» **Set task**
Reproduce the data below word for word, and omit the pictures from your copy.

» **Task material**
______

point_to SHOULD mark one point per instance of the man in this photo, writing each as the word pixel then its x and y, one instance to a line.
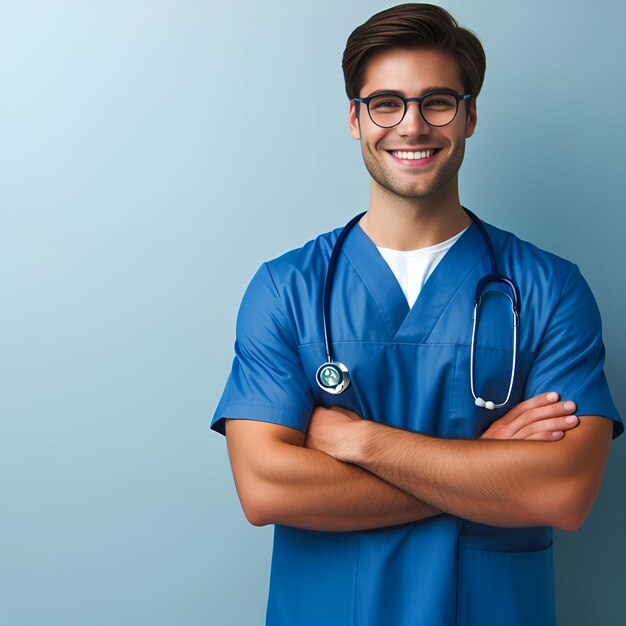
pixel 407 498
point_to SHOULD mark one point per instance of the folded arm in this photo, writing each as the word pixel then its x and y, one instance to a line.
pixel 502 483
pixel 281 482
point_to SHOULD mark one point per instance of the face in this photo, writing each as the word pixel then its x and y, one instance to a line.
pixel 412 73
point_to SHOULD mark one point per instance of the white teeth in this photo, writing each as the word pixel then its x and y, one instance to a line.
pixel 424 154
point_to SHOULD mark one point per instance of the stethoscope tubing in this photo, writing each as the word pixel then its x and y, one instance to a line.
pixel 337 369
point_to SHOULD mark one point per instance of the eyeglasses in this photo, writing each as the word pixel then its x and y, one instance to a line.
pixel 438 108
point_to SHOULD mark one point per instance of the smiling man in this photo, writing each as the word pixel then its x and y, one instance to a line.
pixel 401 403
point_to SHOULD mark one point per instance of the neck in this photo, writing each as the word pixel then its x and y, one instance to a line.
pixel 401 223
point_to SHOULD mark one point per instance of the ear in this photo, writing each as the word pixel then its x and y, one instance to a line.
pixel 353 121
pixel 472 118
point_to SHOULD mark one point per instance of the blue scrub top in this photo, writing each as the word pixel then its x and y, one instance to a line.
pixel 410 369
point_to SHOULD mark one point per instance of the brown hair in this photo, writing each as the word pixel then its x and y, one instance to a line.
pixel 413 26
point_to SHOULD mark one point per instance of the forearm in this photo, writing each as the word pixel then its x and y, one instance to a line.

______

» **Written answer**
point_to SHOULD mark one point per instance of the man in this photo, writing each as the word pixel then its x and y, one instance to a line.
pixel 407 498
point_to SHOULD mark one point per instance of the folded arm in this photo, writing each as the word pixel then its x and y, one instance to a line.
pixel 502 483
pixel 281 482
point_to SHOULD mark one point per instance of the face in this photo, writing each as the word pixel then its x and y, one instance to a line.
pixel 412 73
point_to SHOULD mark one point per instance of the white teeth in this photo, writing each as the word pixel then its x and y, one instance to a line.
pixel 424 154
point_to SHOULD mark one point per instance of the stethoscope tubing in this photo, writing each as the word pixel then its x and y, one instance to a line.
pixel 337 369
point_to SHOULD mark one point per instance of the eyeglasses in this photo, writing each as the word pixel then its x and y, one instance to a line.
pixel 438 108
point_to SHOULD mark one point per instance of the smiling man in this photo, writing each as the word pixel then its x and y, one instance to a line.
pixel 401 403
point_to SHOULD mark one point per instance of the neck in this photo, writing each as the word pixel then its x and y, one instance to a line.
pixel 401 223
point_to SHOULD mark one point per instance of the ear in this photo, writing each as the word pixel then its x and y, one instance to a line.
pixel 353 121
pixel 472 118
point_to SHOULD mark one point per instance of the blue scrub top in this photo, writing each as the word pixel then its x and y, one instance to a line.
pixel 410 369
point_to SHOULD mark one point per instance of the brown hair in this photo, writing each as the word pixel then its x and y, one instance to a line.
pixel 413 26
point_to SHOULD mark one point per instance of the forearm in this photo, writing each as the word pixel then its x and y, one instance to a line.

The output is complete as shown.